**Challenge**
Convert the listing into a Markdown table with columns headed No. and Text, starting with its first line and going on through the line containing "List every instance of the open field here.". Number each row, skip blank lines, and leave the pictures out.

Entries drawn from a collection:
□ □ □ □

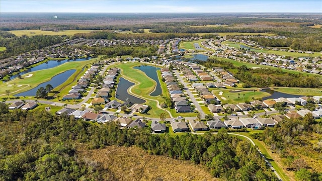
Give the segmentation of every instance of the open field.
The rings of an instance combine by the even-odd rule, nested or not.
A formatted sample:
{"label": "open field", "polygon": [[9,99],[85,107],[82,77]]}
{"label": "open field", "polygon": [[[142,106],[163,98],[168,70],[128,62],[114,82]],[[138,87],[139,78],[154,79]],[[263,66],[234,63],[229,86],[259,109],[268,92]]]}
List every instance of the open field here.
{"label": "open field", "polygon": [[235,42],[231,42],[228,41],[225,41],[221,42],[222,44],[227,45],[231,47],[239,48],[240,46],[239,45],[242,45],[244,46],[246,46],[247,47],[251,47],[253,48],[251,50],[251,51],[254,51],[256,52],[262,52],[262,53],[271,53],[277,55],[284,55],[284,56],[288,56],[291,57],[316,57],[318,56],[321,56],[322,53],[320,52],[314,52],[314,54],[309,54],[309,53],[297,53],[297,52],[289,52],[288,51],[278,51],[278,50],[267,50],[267,49],[261,49],[255,47],[251,47],[249,45],[247,45],[244,43],[235,43]]}
{"label": "open field", "polygon": [[311,26],[308,27],[312,28],[322,28],[322,25],[314,25],[314,26]]}
{"label": "open field", "polygon": [[102,177],[113,177],[112,180],[220,180],[213,178],[201,165],[165,156],[151,155],[135,146],[110,146],[95,150],[79,148],[76,154],[79,158],[98,162],[102,169],[108,169],[111,173]]}
{"label": "open field", "polygon": [[[160,104],[165,102],[164,99],[160,96],[157,97],[150,96],[149,94],[152,92],[154,87],[156,85],[155,81],[148,77],[143,71],[133,69],[133,67],[142,65],[138,62],[119,64],[115,67],[121,69],[122,76],[125,79],[134,82],[135,84],[130,87],[130,90],[134,96],[142,98],[146,101],[145,104],[151,107],[151,110],[148,112],[148,117],[158,117],[163,112],[168,113],[165,110],[158,108],[157,106],[157,101]],[[129,90],[128,92],[130,94]]]}
{"label": "open field", "polygon": [[76,33],[89,33],[91,31],[95,30],[69,30],[60,31],[58,32],[55,32],[51,31],[41,31],[40,30],[13,30],[9,32],[15,34],[17,36],[22,36],[23,35],[26,36],[35,36],[35,35],[67,35],[73,36]]}
{"label": "open field", "polygon": [[234,60],[231,59],[223,58],[223,57],[215,57],[215,56],[212,56],[210,57],[214,57],[220,60],[229,61],[229,62],[231,62],[234,66],[241,66],[242,65],[246,65],[247,67],[249,68],[260,67],[260,68],[269,68],[273,69],[280,69],[284,72],[289,72],[289,73],[295,73],[295,74],[300,73],[300,74],[302,74],[304,75],[307,75],[308,76],[314,76],[314,77],[316,77],[318,78],[320,78],[321,79],[321,81],[322,81],[322,75],[318,75],[318,74],[315,74],[311,73],[307,73],[307,72],[299,71],[297,70],[283,69],[283,68],[281,68],[279,67],[273,67],[269,65],[259,65],[259,64],[255,64],[254,63],[241,62],[239,61]]}
{"label": "open field", "polygon": [[1,83],[0,95],[6,95],[6,90],[10,90],[11,96],[29,90],[42,82],[50,80],[52,77],[57,74],[68,70],[75,69],[76,71],[64,83],[64,84],[71,83],[75,76],[82,71],[82,68],[86,65],[95,61],[96,60],[93,59],[89,61],[69,62],[54,68],[30,72],[29,74],[33,74],[32,76],[26,78],[26,76],[29,76],[29,74],[25,74],[23,76],[23,78],[16,78],[6,82]]}
{"label": "open field", "polygon": [[[212,93],[216,96],[218,99],[219,99],[223,104],[236,104],[245,103],[246,101],[253,101],[252,98],[254,98],[255,99],[262,98],[265,97],[269,96],[271,95],[266,92],[262,92],[258,90],[253,90],[254,88],[237,88],[237,89],[216,89],[212,91]],[[238,92],[231,92],[232,90],[245,90],[246,91],[240,91]],[[219,93],[222,92],[221,95],[219,95]],[[238,95],[239,94],[239,95]],[[245,95],[245,97],[244,97]],[[239,96],[239,98],[238,98]],[[224,97],[226,99],[224,100],[221,97]]]}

□ □ □ □

**Full answer**
| No. | Text |
|---|---|
| 1 | Give the segmentation of every instance of the open field. |
| 2 | The rings of an instance combine by the even-odd rule, nested or not. |
| 3 | A formatted sample: |
| 4 | {"label": "open field", "polygon": [[9,99],[85,107],[82,77]]} |
| 5 | {"label": "open field", "polygon": [[[142,106],[163,98],[168,70],[128,62],[114,82]],[[138,87],[139,78],[154,79]],[[263,66],[234,63],[229,86],[259,109],[268,92]]]} |
| 6 | List every instance of the open field here. |